§ Work to complete
Write out the investing forum posts below word for word, with nothing changed.

§ Extracted text
---

JS80, where did you work?
A public print advertising company
JS80, where did you work?
Buy Ford at market open?
I'm smiling at my F that I bought back at $2.60/share.
buy as much as GGP as you can, they will be out of bankrupcy within weeks..my target is $30-40/share, or might get bought out within the next 2yrs.
I have no intention of increasing/opening a separate stake. I'll let Bruce Berkowitz be the judge of that through FAIRX.buy as much as GGP as you can, they will be out of bankrupcy within weeks..my target is $30-40/share, or might get bought out within the next 2yrs.

---

Collected data entries:
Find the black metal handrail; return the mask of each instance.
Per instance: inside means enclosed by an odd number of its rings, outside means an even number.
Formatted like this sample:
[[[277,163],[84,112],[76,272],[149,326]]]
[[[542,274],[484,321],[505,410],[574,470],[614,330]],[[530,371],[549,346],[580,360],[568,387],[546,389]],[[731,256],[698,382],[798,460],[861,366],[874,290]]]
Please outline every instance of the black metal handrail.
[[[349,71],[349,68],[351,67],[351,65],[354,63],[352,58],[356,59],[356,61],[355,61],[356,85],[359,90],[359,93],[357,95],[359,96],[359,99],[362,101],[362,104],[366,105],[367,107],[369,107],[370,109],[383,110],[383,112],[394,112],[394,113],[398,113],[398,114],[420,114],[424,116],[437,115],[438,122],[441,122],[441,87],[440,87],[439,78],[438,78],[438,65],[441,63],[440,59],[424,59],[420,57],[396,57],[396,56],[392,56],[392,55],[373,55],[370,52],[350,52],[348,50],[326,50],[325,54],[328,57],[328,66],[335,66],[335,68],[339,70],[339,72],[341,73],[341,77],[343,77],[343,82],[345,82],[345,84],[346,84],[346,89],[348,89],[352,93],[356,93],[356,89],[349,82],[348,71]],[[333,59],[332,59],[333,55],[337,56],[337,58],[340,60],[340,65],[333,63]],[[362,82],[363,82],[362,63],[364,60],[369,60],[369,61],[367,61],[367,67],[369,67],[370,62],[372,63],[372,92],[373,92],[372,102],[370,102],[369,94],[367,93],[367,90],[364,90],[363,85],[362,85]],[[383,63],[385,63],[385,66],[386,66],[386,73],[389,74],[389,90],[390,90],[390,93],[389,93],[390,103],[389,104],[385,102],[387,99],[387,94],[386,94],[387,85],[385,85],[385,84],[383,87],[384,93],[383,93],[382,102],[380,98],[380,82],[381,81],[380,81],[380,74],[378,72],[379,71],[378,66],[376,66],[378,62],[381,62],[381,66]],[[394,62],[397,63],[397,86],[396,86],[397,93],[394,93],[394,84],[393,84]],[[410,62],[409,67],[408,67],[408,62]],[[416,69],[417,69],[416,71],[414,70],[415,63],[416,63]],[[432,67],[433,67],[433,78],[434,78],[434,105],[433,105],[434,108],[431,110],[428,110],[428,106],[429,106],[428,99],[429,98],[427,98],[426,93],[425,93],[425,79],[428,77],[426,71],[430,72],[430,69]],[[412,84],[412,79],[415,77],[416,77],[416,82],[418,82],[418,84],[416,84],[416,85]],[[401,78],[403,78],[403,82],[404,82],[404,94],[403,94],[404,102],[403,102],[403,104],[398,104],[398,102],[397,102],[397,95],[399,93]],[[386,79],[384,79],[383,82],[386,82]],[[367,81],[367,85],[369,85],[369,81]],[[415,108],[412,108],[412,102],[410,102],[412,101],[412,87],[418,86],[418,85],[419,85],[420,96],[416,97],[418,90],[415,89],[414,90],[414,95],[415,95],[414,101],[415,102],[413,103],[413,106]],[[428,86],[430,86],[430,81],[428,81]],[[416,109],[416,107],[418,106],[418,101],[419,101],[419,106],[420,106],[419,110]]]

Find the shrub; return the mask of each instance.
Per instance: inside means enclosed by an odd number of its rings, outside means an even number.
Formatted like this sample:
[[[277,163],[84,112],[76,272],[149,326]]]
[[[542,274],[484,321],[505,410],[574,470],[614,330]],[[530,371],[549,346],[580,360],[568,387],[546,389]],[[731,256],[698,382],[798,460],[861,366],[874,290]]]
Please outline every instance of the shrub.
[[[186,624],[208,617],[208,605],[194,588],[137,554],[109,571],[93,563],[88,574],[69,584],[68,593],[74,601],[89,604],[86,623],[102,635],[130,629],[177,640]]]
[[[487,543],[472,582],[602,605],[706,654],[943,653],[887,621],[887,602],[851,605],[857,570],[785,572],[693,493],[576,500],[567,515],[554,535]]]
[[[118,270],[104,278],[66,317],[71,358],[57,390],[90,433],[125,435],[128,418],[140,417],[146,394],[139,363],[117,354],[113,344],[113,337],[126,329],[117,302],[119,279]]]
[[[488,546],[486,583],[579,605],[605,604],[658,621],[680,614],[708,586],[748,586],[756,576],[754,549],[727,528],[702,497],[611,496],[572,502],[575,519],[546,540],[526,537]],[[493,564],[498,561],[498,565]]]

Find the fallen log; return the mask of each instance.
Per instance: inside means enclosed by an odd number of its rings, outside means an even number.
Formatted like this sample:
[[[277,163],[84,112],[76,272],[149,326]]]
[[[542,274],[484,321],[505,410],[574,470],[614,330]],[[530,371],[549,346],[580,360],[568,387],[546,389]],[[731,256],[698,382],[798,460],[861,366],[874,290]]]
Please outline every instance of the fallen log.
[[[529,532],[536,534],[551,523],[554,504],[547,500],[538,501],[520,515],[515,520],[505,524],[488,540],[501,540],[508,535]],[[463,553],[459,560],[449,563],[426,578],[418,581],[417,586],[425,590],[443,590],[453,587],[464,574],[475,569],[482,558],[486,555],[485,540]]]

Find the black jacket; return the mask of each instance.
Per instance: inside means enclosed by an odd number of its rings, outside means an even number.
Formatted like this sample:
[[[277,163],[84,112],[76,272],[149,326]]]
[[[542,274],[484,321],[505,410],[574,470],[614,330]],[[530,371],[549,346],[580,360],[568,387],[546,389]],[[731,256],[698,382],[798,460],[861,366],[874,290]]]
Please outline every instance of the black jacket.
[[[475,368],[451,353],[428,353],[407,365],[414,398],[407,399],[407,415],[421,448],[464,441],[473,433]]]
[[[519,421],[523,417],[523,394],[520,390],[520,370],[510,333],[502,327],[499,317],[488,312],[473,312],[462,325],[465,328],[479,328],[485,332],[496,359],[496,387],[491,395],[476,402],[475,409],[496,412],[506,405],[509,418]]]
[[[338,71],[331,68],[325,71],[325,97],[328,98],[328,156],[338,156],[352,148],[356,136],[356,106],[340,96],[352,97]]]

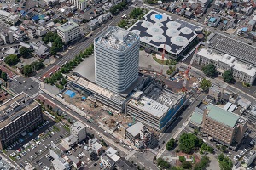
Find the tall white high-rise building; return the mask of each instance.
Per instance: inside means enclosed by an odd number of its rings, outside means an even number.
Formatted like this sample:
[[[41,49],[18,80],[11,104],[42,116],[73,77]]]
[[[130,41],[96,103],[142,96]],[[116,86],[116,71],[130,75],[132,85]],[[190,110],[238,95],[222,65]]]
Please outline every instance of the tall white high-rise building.
[[[94,41],[96,82],[116,93],[125,92],[138,78],[138,35],[109,26]]]
[[[72,3],[73,6],[76,6],[79,10],[86,8],[86,0],[70,0],[70,3]]]

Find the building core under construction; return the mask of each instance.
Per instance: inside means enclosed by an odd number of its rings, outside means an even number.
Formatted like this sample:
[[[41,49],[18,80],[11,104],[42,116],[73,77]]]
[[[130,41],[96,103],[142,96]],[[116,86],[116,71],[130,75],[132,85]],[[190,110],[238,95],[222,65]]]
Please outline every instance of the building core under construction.
[[[185,94],[176,94],[152,82],[143,92],[137,91],[131,96],[126,105],[126,114],[162,131],[172,122],[185,100]]]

---

§ Reply
JS80, where did you work?
A public print advertising company
JS80, where did you work?
Buy Ford at market open?
I'm smiling at my F that I bought back at $2.60/share.
buy as much as GGP as you can, they will be out of bankrupcy within weeks..my target is $30-40/share, or might get bought out within the next 2yrs.
I have no intention of increasing/opening a separate stake. I'll let Bruce Berkowitz be the judge of that through FAIRX.buy as much as GGP as you can, they will be out of bankrupcy within weeks..my target is $30-40/share, or might get bought out within the next 2yrs.